-- begin INFORMATION PROVIDED --
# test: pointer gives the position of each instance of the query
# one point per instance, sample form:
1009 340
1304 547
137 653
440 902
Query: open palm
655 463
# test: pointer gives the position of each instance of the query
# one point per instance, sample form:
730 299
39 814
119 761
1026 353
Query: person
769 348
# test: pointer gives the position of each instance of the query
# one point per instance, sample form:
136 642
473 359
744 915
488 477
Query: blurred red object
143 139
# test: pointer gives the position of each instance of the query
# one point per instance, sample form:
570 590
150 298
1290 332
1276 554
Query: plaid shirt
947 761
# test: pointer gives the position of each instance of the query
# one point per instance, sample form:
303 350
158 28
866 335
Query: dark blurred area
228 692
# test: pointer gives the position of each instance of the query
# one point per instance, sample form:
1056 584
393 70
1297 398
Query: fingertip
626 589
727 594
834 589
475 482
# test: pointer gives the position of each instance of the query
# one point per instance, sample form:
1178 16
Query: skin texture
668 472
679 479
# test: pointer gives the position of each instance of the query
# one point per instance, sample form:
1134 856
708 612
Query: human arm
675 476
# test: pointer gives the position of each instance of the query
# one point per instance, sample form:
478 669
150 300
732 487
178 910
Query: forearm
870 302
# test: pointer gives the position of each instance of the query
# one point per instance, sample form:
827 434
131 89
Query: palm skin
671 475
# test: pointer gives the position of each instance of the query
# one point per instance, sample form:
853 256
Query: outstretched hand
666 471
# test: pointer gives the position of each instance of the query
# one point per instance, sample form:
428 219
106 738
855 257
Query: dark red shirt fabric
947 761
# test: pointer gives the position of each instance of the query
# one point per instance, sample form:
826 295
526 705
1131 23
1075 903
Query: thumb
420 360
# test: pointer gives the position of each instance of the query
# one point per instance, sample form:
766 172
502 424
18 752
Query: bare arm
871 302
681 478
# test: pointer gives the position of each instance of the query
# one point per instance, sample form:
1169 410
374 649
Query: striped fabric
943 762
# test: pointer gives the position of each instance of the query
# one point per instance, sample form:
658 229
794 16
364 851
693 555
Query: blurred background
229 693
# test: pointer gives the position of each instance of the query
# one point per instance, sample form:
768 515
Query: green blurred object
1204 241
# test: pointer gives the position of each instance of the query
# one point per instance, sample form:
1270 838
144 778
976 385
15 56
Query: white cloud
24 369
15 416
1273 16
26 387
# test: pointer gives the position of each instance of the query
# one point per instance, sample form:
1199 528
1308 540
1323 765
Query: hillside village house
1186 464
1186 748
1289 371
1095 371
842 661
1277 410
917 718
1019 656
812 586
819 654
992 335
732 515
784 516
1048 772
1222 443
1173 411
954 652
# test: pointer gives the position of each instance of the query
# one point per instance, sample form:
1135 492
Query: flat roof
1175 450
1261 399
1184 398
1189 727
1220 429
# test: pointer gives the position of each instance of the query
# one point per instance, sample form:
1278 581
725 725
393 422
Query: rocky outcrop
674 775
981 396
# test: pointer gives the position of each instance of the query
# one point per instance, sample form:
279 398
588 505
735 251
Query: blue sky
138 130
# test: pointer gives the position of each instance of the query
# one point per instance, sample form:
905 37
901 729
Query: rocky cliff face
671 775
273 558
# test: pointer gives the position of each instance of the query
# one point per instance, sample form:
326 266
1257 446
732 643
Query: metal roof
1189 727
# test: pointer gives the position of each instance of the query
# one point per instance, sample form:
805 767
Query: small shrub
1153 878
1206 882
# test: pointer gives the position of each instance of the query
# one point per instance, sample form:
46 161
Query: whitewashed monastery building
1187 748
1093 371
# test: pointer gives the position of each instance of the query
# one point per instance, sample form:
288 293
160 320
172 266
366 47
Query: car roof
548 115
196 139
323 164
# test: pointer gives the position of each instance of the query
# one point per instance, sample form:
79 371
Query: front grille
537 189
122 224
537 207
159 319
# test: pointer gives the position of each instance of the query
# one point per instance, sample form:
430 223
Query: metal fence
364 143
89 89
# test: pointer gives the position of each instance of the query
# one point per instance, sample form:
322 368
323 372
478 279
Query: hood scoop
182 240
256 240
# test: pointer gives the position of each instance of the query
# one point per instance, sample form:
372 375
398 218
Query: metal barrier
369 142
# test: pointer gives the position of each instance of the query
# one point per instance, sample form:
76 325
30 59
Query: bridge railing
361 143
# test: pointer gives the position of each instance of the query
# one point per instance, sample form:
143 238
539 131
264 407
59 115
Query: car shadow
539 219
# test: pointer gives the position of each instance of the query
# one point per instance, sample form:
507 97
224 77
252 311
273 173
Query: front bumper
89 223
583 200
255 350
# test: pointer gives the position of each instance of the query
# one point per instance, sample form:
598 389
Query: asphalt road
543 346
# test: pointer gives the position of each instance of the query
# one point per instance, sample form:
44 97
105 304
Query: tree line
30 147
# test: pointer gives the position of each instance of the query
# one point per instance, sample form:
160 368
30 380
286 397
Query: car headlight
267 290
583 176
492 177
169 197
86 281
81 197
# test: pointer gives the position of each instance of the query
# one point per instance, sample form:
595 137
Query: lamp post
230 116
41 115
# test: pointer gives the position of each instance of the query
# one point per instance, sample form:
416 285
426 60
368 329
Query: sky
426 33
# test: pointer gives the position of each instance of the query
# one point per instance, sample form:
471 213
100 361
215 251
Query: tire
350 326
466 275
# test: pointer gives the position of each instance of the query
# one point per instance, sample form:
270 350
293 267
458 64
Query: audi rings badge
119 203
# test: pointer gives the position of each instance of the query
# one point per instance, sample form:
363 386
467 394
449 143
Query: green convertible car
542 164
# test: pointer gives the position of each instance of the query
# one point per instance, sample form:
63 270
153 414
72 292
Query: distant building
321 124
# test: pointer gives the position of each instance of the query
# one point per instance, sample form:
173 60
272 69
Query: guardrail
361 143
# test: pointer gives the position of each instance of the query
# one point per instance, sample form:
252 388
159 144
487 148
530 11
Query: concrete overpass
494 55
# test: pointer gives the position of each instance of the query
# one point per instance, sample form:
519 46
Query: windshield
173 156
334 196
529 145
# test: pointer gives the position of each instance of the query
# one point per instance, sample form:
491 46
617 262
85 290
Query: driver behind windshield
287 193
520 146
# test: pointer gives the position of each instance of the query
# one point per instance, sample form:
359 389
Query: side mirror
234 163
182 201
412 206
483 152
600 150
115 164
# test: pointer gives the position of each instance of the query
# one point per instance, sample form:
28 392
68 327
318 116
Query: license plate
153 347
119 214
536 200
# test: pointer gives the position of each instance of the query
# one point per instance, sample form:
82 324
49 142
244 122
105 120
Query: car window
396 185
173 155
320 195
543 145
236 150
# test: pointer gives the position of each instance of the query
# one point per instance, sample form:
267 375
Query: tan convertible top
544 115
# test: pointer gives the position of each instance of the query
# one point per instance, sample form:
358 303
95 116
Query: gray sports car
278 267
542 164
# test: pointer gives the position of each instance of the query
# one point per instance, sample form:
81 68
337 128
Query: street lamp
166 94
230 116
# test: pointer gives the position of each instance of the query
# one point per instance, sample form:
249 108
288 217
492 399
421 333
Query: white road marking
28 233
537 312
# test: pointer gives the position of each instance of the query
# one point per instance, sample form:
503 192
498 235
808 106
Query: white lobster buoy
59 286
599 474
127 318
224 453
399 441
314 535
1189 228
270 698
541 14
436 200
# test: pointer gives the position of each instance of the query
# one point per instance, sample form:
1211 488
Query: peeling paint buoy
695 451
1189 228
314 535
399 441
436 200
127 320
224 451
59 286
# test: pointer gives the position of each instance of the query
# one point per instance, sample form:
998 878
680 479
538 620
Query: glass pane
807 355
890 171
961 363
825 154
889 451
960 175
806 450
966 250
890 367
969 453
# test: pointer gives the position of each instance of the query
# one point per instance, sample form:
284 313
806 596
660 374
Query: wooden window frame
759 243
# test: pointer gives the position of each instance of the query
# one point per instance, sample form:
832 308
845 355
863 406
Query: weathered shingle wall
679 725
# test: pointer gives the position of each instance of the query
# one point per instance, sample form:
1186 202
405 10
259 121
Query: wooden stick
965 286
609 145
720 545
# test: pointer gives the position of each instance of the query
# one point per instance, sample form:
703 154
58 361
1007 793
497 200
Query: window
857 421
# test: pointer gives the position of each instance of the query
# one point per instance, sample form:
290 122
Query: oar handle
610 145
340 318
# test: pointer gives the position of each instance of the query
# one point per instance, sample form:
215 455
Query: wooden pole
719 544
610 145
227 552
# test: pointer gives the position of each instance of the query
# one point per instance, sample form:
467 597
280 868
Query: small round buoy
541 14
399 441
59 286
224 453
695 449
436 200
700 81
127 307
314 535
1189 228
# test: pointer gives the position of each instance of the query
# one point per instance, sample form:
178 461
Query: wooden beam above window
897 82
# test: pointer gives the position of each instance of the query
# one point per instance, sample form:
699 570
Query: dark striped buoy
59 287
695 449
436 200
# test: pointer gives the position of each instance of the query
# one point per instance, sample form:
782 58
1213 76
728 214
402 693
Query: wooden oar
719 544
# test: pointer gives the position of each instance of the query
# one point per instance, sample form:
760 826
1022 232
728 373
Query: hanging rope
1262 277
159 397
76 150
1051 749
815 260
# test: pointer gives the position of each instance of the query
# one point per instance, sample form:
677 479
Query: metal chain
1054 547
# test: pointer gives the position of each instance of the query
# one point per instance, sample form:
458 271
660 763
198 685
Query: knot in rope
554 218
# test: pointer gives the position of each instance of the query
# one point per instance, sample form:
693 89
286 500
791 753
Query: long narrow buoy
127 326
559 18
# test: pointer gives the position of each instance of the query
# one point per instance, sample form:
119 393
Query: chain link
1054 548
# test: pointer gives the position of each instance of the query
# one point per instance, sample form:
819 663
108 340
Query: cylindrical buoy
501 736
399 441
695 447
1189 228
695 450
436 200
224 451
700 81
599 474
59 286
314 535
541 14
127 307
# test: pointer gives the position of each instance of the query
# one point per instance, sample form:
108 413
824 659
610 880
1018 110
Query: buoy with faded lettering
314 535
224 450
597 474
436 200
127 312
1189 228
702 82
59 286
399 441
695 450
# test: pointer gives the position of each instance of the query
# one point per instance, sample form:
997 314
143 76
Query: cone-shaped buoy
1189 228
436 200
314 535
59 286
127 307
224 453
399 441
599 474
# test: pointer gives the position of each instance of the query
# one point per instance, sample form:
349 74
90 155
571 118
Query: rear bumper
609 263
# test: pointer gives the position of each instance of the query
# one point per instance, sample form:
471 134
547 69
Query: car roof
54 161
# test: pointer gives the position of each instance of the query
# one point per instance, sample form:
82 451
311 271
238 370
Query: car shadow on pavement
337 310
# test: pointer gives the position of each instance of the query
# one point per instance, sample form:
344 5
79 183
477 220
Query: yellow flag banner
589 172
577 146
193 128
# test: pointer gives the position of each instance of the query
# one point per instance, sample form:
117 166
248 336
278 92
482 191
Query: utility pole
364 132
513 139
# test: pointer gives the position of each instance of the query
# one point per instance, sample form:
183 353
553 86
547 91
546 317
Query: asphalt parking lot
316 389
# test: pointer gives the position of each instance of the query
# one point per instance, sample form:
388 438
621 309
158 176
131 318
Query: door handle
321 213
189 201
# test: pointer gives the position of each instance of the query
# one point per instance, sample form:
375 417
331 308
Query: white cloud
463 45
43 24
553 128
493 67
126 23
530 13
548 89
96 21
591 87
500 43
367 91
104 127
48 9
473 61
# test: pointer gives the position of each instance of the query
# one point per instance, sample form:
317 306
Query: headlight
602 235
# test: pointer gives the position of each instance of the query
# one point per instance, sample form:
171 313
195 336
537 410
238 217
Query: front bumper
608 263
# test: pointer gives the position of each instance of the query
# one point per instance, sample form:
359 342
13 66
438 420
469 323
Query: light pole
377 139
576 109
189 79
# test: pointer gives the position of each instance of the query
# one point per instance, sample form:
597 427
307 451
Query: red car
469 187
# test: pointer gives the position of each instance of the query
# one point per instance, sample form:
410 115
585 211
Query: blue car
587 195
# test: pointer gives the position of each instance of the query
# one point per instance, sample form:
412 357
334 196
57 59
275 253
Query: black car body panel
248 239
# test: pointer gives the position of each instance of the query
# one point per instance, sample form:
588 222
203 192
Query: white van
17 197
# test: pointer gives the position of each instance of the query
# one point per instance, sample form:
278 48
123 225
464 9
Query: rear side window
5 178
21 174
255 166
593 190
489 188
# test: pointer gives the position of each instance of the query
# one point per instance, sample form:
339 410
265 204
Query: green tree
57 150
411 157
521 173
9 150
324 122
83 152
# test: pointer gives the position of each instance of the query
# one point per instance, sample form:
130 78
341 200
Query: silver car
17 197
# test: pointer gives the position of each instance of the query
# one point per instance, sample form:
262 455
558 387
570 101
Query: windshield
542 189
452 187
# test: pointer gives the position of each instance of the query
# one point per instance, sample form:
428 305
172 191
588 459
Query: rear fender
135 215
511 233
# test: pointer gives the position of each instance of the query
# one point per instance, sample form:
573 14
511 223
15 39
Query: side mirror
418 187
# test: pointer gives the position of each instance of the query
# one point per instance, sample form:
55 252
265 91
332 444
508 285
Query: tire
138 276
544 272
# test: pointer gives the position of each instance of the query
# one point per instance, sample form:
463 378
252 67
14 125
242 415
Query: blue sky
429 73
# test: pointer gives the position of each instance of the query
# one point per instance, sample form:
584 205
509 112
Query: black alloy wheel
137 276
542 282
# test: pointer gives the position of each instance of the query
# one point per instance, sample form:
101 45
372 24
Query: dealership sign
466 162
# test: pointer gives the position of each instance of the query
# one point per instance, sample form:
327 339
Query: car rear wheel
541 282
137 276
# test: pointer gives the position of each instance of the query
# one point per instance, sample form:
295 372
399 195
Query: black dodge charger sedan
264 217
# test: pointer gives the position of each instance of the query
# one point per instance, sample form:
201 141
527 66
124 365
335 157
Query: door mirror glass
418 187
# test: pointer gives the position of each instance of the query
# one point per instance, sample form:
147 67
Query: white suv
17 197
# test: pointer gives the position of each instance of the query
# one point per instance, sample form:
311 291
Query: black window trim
-- end INFORMATION PROVIDED --
WHAT NEEDS TO BE DONE - Locate each line in the listing above that contains the word "building" and copy those lines out. Letter case must match.

REPLY TO THE EXERCISE -
Query: whitewashed monastery building
Query: distant building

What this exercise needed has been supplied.